Last autumn I checked out this machine at a local dealer, but did not buy it right away. To my total surprise, my lovely husband had gone and bought the machine as a Christmas present, and I was very excited to try it out in the new year when the tree and decorations had been packed away and I finally got my sewing space back.
All you quilters know how we like to stroke and pet our sewing machines, – as well as our fabrics, – but when doing so with this one, something was not quite right. I have been sewing on several Husqvarna machines since 1982, and have been getting used to the smooth surface and rounded edges. This one felt different, though, – at the back of the free arm there was a nasty sharp edge, next to the toolbox. But worse, – the plastic casing at the end of the free arm was not quite flush with the casing around the needle plate, but was rising towards the back, the edge ending in a very sharp corner at 1-1,5 millimetres above the needle plate. See photos below.
The sharp edges and corner interfere with the flow of movement when quilting, especially when free motion quilting. The corner sometimes snags on the fabric, especially when moving the sandwich diagonally towards me and to the left. Of course, I assumed this must be some manufacturing error, and when contacting the dealer, she first suggested buying the acrylic extension table to see if this made things better. I was not able to go myself at the time, so my husband picked it up when in town, so that I could try it. I found that to avoid the raised corner, the table must be set higher than the free arm, so I still do not get a flat, smooth surface.

**MATERIAL PROVIDED**
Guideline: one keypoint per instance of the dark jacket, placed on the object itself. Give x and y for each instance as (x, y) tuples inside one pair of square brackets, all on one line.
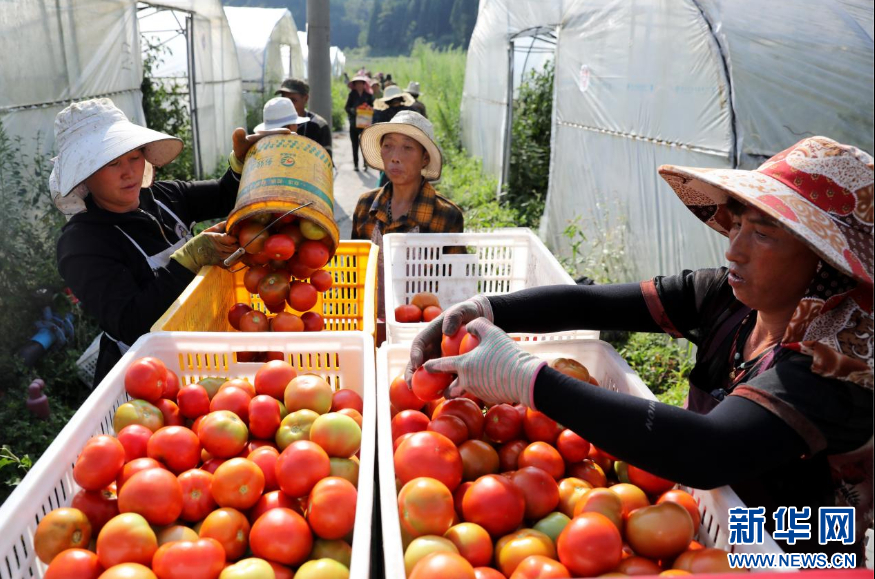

**EXERCISE AIM**
Return the stretch of the sewing machine text from "The sharp edges" through "flat, smooth surface.", copied word for word.

**THE SOLUTION**
The sharp edges and corner interfere with the flow of movement when quilting, especially when free motion quilting. The corner sometimes snags on the fabric, especially when moving the sandwich diagonally towards me and to the left. Of course, I assumed this must be some manufacturing error, and when contacting the dealer, she first suggested buying the acrylic extension table to see if this made things better. I was not able to go myself at the time, so my husband picked it up when in town, so that I could try it. I found that to avoid the raised corner, the table must be set higher than the free arm, so I still do not get a flat, smooth surface.